**Objectives**
- 1) Count the lines of the records that contain the word "building", and give only that number.
- 2) Carry on the passage about early houses in the Franklin settlements from the point where it stops.

As settlements progressed further and further
down the valleys of the Nolachucky and Holston rivers, in the
upper and older section of Franklin, freed from the terror of
Indian invasions by the buffer vanguard a distinct advance was
made in the scale of living. Many of the houses were enlarged,
the single-room log cabin with its "lean-to shed" giving place
to double log houses, each unit having a loft, or garret. These
units were connected by a roofed passage-way open at both ends,
which served as a porch and storage place for the family
tool-chest, the water-bucket and a day's supply of wood.
Sawmills were not in use in the earlier days, but the whipsaw
contributed to the making of more comfortable houses. The
whipsaw was operated by hand. The timber was first squared with
adze or broad-axe, then raised to a scaffold six or seven feet
high. Two strong men operated the saw, one standing on the
scaffold, the other below it. To turn off one hundred feet of
boards for flooring and trim was a good day's work for two men.
Some of those better circumstanced erected stone houses of the
native blue limestone; these almost invariably were two-story
structures. No use was made of bricks.
Bloomeries and forges for the production of iron were
established on a small scale about 1786-7, and iron nails,
hinges and other structural parts came into more general use.

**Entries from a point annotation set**
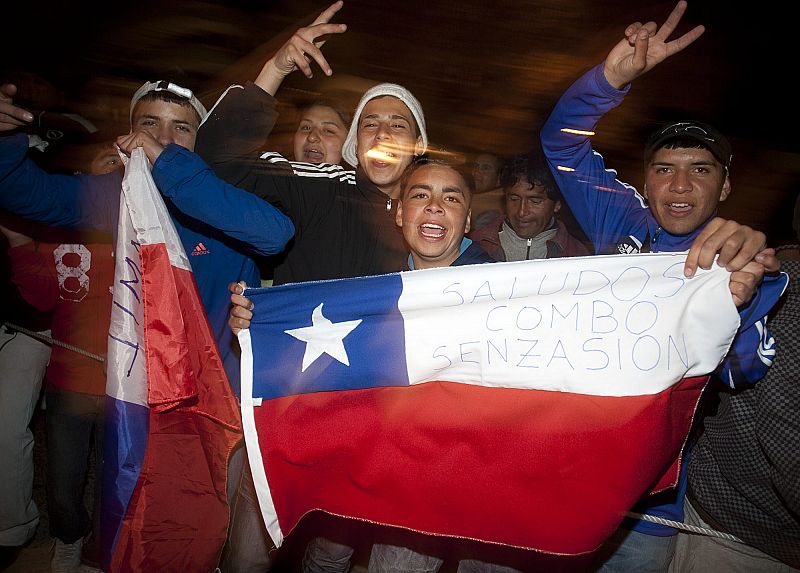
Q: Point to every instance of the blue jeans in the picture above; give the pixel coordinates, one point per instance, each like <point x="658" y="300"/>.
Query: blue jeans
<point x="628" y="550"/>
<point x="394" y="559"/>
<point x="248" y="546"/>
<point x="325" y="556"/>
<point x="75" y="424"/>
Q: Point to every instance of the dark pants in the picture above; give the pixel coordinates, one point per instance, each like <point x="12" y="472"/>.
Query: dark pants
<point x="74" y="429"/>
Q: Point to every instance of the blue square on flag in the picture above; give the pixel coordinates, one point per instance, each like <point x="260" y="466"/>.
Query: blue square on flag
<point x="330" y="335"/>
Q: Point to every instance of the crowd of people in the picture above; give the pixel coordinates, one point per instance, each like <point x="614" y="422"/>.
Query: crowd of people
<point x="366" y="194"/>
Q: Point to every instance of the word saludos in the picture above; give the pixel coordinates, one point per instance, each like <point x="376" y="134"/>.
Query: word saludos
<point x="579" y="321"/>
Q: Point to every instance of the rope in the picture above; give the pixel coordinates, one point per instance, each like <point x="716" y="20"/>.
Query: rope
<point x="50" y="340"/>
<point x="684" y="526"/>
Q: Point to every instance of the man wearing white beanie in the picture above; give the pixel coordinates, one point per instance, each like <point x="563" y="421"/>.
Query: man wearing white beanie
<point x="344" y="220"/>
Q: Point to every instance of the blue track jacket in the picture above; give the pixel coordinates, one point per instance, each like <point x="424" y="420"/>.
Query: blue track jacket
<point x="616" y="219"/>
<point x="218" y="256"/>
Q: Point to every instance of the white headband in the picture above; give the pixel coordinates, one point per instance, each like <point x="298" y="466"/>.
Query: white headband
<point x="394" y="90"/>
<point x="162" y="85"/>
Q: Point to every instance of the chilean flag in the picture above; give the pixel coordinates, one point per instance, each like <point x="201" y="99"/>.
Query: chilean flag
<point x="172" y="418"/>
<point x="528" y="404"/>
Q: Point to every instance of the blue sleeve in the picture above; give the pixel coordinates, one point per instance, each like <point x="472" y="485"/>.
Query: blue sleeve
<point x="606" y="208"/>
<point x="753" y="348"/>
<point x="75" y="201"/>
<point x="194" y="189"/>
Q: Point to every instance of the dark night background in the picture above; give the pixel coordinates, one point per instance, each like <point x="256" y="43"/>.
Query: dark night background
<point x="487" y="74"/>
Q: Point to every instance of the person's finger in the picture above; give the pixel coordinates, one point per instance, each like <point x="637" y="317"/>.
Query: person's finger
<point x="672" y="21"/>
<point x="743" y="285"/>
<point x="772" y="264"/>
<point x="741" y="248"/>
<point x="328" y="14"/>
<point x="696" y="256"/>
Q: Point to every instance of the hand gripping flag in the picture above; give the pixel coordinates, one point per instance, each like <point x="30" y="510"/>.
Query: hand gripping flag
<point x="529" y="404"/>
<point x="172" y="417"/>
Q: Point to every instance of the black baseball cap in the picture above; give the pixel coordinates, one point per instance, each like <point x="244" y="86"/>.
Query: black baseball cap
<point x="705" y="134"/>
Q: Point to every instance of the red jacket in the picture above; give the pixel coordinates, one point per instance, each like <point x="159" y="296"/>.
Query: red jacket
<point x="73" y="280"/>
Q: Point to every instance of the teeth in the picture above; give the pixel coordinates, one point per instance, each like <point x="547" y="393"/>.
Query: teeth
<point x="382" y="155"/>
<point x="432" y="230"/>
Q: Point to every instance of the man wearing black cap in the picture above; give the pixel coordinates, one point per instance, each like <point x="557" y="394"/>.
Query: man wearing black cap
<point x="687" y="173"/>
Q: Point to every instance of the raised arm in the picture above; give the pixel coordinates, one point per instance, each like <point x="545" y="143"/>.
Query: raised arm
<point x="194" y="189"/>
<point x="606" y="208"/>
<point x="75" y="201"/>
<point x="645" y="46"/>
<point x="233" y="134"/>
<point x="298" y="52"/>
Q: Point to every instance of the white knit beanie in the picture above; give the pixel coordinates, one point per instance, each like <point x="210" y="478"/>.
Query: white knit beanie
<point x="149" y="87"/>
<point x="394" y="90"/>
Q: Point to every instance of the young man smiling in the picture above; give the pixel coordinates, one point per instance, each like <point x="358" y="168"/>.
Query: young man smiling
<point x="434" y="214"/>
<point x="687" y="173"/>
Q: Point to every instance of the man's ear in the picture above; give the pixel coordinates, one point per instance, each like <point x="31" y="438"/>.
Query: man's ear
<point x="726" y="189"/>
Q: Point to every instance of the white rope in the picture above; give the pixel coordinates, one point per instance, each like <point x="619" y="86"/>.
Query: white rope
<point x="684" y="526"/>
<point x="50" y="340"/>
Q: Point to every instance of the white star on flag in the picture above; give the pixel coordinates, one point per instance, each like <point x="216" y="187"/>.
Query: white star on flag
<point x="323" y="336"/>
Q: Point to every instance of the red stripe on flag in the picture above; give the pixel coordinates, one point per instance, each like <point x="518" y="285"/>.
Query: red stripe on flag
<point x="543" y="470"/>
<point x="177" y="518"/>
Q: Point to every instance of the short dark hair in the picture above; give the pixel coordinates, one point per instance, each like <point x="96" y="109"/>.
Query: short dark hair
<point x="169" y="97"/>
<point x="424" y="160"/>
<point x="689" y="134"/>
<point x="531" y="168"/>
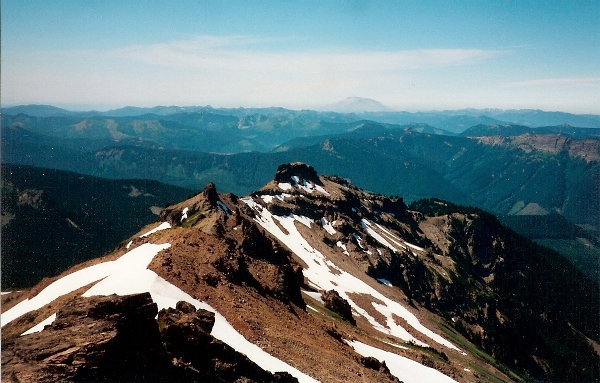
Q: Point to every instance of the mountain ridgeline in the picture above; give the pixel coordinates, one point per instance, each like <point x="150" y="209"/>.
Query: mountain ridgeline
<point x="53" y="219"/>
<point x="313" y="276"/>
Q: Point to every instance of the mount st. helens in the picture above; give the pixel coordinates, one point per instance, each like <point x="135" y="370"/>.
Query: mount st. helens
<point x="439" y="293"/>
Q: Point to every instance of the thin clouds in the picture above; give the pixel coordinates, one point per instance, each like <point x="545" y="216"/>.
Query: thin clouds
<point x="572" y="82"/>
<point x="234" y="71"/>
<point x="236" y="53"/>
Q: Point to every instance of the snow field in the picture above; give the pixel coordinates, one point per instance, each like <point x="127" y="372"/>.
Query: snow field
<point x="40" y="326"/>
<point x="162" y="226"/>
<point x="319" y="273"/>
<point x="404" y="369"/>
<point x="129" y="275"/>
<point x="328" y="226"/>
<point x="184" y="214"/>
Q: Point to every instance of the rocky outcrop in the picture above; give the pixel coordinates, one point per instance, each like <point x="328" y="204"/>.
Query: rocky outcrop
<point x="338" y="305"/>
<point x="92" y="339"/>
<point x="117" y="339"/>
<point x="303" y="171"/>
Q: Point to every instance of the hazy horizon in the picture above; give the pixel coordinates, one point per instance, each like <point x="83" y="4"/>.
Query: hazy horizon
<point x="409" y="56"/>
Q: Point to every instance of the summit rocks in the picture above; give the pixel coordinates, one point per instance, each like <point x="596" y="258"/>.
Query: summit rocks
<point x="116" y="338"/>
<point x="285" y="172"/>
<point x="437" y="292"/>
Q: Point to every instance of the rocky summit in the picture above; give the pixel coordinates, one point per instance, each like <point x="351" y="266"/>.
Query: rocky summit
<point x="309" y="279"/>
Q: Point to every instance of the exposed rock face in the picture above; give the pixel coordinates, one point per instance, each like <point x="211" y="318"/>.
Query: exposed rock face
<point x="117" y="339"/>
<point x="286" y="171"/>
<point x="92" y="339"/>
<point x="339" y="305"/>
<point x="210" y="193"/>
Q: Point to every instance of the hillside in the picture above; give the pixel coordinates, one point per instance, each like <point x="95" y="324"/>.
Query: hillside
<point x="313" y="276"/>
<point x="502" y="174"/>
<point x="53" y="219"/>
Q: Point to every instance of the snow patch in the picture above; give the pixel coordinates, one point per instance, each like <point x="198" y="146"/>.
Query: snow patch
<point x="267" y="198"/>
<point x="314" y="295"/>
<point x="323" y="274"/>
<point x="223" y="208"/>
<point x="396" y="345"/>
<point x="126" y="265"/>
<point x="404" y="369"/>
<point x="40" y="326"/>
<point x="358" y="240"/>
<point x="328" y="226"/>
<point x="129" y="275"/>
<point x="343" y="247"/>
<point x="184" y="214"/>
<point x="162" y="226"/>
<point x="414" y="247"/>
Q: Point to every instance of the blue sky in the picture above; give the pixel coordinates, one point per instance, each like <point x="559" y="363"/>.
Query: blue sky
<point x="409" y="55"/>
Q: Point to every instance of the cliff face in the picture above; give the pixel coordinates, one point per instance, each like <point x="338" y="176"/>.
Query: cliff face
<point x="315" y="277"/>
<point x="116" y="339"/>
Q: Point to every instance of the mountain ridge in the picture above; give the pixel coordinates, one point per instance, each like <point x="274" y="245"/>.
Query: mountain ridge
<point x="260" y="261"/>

* * *

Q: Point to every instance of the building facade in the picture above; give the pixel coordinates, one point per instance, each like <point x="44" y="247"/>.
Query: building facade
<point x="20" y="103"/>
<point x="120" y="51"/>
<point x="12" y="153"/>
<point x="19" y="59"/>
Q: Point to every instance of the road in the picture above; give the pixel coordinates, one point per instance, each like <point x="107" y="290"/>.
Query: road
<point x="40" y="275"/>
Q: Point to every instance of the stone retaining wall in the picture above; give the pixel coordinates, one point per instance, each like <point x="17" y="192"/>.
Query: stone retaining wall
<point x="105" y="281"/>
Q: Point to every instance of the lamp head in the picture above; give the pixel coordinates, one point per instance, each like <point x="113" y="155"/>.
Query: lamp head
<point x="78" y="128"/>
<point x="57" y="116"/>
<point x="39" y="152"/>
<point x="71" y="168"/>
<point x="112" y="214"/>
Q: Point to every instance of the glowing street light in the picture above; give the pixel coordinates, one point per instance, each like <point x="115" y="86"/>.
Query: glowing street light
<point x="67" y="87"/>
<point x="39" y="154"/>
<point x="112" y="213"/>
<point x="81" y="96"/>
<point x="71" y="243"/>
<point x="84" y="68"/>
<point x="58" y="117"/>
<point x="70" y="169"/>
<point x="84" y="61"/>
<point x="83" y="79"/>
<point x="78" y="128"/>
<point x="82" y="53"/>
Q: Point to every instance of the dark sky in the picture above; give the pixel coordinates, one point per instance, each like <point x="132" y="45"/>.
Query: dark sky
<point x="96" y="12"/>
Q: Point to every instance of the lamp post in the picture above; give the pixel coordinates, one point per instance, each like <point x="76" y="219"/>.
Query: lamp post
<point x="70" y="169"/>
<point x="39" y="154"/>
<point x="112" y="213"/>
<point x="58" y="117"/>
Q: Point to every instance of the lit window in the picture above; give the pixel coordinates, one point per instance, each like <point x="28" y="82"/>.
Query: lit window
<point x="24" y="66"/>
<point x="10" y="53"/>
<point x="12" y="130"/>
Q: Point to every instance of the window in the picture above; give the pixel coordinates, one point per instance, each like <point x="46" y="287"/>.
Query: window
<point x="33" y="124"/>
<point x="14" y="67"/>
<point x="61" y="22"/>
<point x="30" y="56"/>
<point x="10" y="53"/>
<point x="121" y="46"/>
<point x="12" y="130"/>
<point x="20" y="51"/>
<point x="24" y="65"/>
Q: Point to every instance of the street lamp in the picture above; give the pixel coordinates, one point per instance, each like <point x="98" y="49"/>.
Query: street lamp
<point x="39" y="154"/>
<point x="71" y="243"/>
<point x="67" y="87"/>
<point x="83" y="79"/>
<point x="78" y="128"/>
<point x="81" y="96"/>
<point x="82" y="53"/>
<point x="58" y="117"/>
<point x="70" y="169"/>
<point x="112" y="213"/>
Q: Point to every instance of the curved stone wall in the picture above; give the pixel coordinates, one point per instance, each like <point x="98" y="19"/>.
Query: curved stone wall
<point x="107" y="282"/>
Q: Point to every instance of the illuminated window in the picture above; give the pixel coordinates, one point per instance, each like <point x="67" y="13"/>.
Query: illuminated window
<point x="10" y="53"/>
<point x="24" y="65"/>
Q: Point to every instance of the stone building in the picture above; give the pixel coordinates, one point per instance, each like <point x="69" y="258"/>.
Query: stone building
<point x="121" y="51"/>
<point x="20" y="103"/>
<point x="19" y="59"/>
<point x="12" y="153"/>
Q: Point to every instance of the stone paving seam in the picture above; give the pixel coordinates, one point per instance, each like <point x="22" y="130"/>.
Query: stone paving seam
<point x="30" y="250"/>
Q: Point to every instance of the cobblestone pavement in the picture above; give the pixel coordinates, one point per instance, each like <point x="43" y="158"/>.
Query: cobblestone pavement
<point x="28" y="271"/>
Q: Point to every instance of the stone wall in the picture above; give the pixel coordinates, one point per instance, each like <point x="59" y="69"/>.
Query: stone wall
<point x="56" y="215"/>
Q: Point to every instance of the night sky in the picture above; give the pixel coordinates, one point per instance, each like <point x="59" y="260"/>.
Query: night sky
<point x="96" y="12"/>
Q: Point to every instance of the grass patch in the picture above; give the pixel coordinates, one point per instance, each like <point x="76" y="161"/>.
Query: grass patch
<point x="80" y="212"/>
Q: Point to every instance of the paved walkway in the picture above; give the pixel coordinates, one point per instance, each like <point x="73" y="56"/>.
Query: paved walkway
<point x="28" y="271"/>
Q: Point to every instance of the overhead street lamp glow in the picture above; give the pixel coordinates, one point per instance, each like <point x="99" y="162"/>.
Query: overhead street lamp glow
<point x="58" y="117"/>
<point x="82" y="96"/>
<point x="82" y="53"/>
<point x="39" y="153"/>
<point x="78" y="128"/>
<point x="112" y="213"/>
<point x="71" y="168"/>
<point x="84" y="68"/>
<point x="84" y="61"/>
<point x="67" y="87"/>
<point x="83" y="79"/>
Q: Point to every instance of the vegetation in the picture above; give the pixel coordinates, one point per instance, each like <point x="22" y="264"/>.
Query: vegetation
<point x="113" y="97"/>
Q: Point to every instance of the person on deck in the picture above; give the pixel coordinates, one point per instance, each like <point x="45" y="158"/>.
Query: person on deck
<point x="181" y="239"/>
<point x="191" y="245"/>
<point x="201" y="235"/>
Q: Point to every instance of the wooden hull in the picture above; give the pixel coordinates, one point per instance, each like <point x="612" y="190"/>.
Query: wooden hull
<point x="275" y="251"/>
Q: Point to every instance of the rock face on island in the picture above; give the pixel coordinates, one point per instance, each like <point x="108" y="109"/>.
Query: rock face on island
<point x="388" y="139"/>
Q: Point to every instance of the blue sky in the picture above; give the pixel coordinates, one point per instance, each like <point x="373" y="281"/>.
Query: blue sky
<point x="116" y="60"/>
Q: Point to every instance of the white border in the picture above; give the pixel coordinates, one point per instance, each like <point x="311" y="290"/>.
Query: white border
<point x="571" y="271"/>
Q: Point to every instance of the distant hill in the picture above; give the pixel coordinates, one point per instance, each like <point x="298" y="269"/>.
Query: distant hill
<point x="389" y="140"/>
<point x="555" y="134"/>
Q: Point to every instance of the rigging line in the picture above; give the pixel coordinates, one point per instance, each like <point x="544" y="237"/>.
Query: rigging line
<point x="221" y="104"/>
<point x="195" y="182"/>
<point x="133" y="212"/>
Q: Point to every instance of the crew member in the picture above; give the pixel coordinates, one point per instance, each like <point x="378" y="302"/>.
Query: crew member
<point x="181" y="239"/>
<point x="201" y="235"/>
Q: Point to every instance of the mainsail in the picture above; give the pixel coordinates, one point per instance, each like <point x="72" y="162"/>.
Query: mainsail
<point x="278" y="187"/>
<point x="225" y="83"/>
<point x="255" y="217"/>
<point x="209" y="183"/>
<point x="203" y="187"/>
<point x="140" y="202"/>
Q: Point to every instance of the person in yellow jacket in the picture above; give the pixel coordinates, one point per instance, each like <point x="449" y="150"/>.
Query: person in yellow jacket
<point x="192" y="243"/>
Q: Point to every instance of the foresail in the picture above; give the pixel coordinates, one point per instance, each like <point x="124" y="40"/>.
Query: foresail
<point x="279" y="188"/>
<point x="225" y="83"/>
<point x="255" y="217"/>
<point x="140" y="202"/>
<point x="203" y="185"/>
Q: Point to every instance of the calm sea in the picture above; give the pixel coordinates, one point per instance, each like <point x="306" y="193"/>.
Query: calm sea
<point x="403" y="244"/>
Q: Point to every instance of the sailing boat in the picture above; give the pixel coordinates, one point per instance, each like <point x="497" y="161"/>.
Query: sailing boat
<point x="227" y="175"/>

**Answers to the exercises**
- 1) 4

- 2)
Improvement, too, was made in agricultural implements and
household utensils.
In the manufacture of bread-stuffs, the sweep and pestle were
superseded by small water-mills which served neighborhoods. The
franchise to operate these mills for toll was grantable by the
county courts in their legislative capacity.
Far removed from markets, effort was directed toward the
production of the essentials of life. Sugar was made from the
sap of the maple trees which grew in abundance. The season for
tapping was about the middle of February when the frost of the
night followed by sunshine produced a free flow of sap. The
sugar-making season continued for four or six weeks, after which
the sap was too poor to make sugar but was capable of being made
into molasses, vinegar, and a species of table beer.
Salt was obtained from the nearby salt-works on the Holston in
Virginia, owned by the minor daughter of General William
Campbell, but operated at this time on an enlarged scale by
Colonel Arthur Campbell, her guardian.
There were few skilled artisans in Franklin. The blacksmith and
the gunsmith plied their trades and were looked upon as men of
consequence. Colonel George Doherty was an expert gunsmith and
marksman. Woodenware, such as tubs, buckets and barrels, was
made by general artisans, as were also, to some extent, chairs.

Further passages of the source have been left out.